__What is needed__. Each line in the listing below needs to be transcribed exactly.
---------------
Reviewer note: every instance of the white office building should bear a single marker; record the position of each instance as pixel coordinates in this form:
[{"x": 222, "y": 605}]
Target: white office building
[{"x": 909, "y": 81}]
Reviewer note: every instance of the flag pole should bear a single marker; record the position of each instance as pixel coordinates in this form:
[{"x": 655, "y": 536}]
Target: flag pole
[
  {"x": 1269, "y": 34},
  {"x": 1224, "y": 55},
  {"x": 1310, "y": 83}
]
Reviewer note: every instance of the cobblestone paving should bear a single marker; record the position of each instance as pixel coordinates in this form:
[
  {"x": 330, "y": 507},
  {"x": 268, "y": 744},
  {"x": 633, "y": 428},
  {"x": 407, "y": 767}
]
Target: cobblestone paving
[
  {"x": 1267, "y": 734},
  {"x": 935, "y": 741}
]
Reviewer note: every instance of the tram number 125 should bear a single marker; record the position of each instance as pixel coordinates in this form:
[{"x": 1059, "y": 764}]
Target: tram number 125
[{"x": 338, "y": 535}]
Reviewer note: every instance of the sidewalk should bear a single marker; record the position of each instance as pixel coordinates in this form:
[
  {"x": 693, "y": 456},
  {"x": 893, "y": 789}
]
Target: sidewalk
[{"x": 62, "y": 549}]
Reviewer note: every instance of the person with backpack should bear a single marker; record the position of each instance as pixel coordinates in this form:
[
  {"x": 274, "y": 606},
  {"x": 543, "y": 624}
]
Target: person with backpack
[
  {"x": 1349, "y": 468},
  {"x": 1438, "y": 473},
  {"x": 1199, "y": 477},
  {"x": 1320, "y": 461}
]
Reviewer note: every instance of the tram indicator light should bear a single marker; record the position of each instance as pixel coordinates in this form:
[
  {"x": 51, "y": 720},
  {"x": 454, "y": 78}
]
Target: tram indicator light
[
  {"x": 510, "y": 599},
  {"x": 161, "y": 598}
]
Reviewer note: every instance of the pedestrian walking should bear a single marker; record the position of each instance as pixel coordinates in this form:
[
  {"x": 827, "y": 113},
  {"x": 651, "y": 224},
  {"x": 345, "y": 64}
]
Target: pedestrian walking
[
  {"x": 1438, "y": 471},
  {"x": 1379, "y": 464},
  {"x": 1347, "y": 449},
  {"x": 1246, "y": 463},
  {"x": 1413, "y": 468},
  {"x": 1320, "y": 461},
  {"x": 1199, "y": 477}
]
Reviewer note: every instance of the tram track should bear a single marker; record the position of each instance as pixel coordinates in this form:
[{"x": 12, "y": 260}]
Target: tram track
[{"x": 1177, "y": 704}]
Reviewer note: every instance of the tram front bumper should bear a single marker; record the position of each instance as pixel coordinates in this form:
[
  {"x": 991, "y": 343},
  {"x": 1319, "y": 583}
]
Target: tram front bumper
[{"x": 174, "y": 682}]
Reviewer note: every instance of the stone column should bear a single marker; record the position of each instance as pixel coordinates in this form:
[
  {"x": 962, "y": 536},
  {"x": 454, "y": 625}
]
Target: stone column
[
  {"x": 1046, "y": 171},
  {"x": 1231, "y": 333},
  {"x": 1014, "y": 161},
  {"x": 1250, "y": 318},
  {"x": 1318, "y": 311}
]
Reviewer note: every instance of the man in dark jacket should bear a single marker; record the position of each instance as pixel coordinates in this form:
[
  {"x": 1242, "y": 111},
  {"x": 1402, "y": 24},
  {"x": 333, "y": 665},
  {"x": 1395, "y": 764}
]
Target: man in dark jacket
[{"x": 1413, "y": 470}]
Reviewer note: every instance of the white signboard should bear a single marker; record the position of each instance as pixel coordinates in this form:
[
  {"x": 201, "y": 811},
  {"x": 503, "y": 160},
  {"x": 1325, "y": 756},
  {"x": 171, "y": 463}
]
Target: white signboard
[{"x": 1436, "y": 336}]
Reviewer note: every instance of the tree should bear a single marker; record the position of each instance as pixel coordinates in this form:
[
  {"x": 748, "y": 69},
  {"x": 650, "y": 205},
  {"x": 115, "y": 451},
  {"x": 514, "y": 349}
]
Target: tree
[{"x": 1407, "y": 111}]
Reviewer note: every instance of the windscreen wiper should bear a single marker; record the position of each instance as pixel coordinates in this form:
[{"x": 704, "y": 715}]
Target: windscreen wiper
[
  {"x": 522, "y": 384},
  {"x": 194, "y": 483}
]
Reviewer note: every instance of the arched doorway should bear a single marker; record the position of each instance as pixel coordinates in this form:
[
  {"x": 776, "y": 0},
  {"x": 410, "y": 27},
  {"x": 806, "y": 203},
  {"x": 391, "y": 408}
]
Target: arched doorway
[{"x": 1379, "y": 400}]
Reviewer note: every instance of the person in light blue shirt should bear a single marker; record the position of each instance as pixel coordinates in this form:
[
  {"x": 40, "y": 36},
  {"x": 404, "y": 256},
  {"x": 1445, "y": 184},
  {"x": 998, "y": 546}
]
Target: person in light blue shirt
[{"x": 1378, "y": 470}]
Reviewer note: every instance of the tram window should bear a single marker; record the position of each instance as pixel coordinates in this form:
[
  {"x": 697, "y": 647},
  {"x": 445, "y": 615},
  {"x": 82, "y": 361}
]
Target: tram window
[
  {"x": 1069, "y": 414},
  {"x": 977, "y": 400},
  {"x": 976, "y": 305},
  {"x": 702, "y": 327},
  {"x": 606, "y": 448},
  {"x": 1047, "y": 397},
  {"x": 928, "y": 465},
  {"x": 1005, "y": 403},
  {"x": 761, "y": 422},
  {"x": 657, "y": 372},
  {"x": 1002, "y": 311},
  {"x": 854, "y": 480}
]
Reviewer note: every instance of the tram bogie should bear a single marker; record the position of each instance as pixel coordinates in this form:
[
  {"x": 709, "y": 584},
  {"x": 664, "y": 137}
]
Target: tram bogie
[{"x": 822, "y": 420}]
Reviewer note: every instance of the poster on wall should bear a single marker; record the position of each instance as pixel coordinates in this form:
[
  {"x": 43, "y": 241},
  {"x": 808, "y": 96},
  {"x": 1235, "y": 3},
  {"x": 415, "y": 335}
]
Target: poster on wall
---------------
__Expected output__.
Reviewer note: every instance of the white office building should bear a single marker; record the position of each instance as pixel coordinates in this form:
[{"x": 222, "y": 605}]
Target: white office building
[{"x": 909, "y": 81}]
Reviewer note: every instance of the flag pole should bear a single marker; record the position of each instance as pixel coordinates in this form:
[{"x": 655, "y": 536}]
Target: flag pole
[
  {"x": 1269, "y": 34},
  {"x": 1224, "y": 55},
  {"x": 1310, "y": 83}
]
Reviewer note: every instance of the cobblestone paving should bear a single marker; record the position of each instance as pixel coordinates in this form:
[
  {"x": 330, "y": 507},
  {"x": 268, "y": 744},
  {"x": 633, "y": 428},
  {"x": 407, "y": 767}
]
Target: cobblestone paving
[
  {"x": 1267, "y": 734},
  {"x": 935, "y": 741}
]
Reviewer note: every instance of the tram number 125 should bear a single marker; record the position of each instance as pixel coordinates in this form:
[{"x": 1059, "y": 764}]
Target: tram number 125
[{"x": 338, "y": 535}]
Reviewer note: every instance of the sidewalk should bear a single marker; record the position of each instance as pixel coordinates in this form:
[
  {"x": 693, "y": 456},
  {"x": 893, "y": 789}
]
Target: sidewalk
[{"x": 62, "y": 549}]
Reviewer note: every instance of the person with backpack should bear a single marker; record the position of each instance as pixel coordinates in this form:
[
  {"x": 274, "y": 606},
  {"x": 543, "y": 624}
]
Target: person with backpack
[
  {"x": 1349, "y": 468},
  {"x": 1438, "y": 473},
  {"x": 1199, "y": 477},
  {"x": 1320, "y": 461}
]
Reviewer note: every instance of the tram indicator light should bear a single marker; record the position of each instance as pixel coordinates in this form:
[
  {"x": 51, "y": 720},
  {"x": 454, "y": 78}
]
Target: tram indicator light
[
  {"x": 510, "y": 599},
  {"x": 161, "y": 598}
]
Reviewer note: every instance of the pedestrian walking should bear a single marker; record the position of each instance as pixel coordinates in this form:
[
  {"x": 827, "y": 113},
  {"x": 651, "y": 224},
  {"x": 345, "y": 64}
]
Target: pedestrian walking
[
  {"x": 1438, "y": 471},
  {"x": 1379, "y": 464},
  {"x": 1347, "y": 449},
  {"x": 1246, "y": 463},
  {"x": 1413, "y": 468},
  {"x": 1320, "y": 461},
  {"x": 1199, "y": 477}
]
Reviewer note: every instance of the tram track should bear a single marker; record the position of each instance as pixel coordinates in this form:
[{"x": 12, "y": 260}]
Target: tram track
[{"x": 1177, "y": 704}]
Reviewer note: every instance of the tram front bumper should bear a single marker; record the position of each instance as pixel coordinates in this form:
[
  {"x": 991, "y": 343},
  {"x": 1319, "y": 583}
]
Target: tram front bumper
[{"x": 174, "y": 682}]
Reviewer note: every instance of the stone column should bear a single marker; record the position of each instance as pixel coordinates in this form:
[
  {"x": 962, "y": 536},
  {"x": 454, "y": 625}
]
Target: stone column
[
  {"x": 1046, "y": 171},
  {"x": 1231, "y": 333},
  {"x": 1014, "y": 161},
  {"x": 1250, "y": 318},
  {"x": 1318, "y": 311}
]
Reviewer note: every instance of the man in dark jacket should bear a single marker; record the position of each instance as pixel coordinates in this form:
[
  {"x": 1242, "y": 111},
  {"x": 1402, "y": 24},
  {"x": 333, "y": 665},
  {"x": 1395, "y": 764}
]
Target: man in dark jacket
[{"x": 1413, "y": 470}]
Reviewer note: every instance of the white signboard should bear a single marker; record the position of each instance as pixel coordinates in this form:
[
  {"x": 201, "y": 811},
  {"x": 503, "y": 160},
  {"x": 1325, "y": 756},
  {"x": 171, "y": 463}
]
Target: white signboard
[{"x": 1436, "y": 336}]
Reviewer note: every instance of the tree should bear a single marker; record the position of each instance as pixel coordinates in this form:
[
  {"x": 748, "y": 69},
  {"x": 650, "y": 205},
  {"x": 115, "y": 451},
  {"x": 514, "y": 349}
]
Target: tree
[{"x": 1407, "y": 111}]
Reviewer note: every instance of the windscreen wiper should bear a single marker; record the position of each instance as pixel coordinates in this form:
[{"x": 704, "y": 715}]
Target: windscreen wiper
[
  {"x": 522, "y": 384},
  {"x": 194, "y": 483}
]
Reviewer note: every instance of the arched doorway should bear a single marker; record the position of each instance as pixel coordinates in this form:
[
  {"x": 776, "y": 0},
  {"x": 410, "y": 27},
  {"x": 806, "y": 203},
  {"x": 391, "y": 408}
]
Target: arched doorway
[{"x": 1379, "y": 400}]
Reviewer note: every instance of the person in light blue shirt should bear a single marker; record the position of each instance as pixel coordinates in this form:
[
  {"x": 40, "y": 36},
  {"x": 404, "y": 256},
  {"x": 1445, "y": 184},
  {"x": 998, "y": 546}
]
Target: person in light blue shirt
[{"x": 1378, "y": 470}]
Reviewer note: every instance of the tram window should bear a single marker; record the position of each instance as pixel coordinates in this form:
[
  {"x": 697, "y": 647},
  {"x": 445, "y": 615},
  {"x": 82, "y": 361}
]
Target: tram window
[
  {"x": 1069, "y": 414},
  {"x": 977, "y": 400},
  {"x": 976, "y": 305},
  {"x": 702, "y": 327},
  {"x": 606, "y": 448},
  {"x": 1047, "y": 397},
  {"x": 928, "y": 465},
  {"x": 1005, "y": 403},
  {"x": 761, "y": 422},
  {"x": 657, "y": 372},
  {"x": 1002, "y": 311},
  {"x": 854, "y": 480}
]
Reviewer note: every instance of the tram bogie should bear a single marker; record the position of each instance as pixel coordinates in this form:
[
  {"x": 709, "y": 584},
  {"x": 664, "y": 137}
]
Target: tram bogie
[{"x": 822, "y": 420}]
Reviewer note: every instance of the poster on wall should bear a single marker; record the position of each instance as pixel coordinates in this form:
[
  {"x": 43, "y": 241},
  {"x": 808, "y": 96},
  {"x": 1235, "y": 3},
  {"x": 415, "y": 335}
]
Target: poster on wall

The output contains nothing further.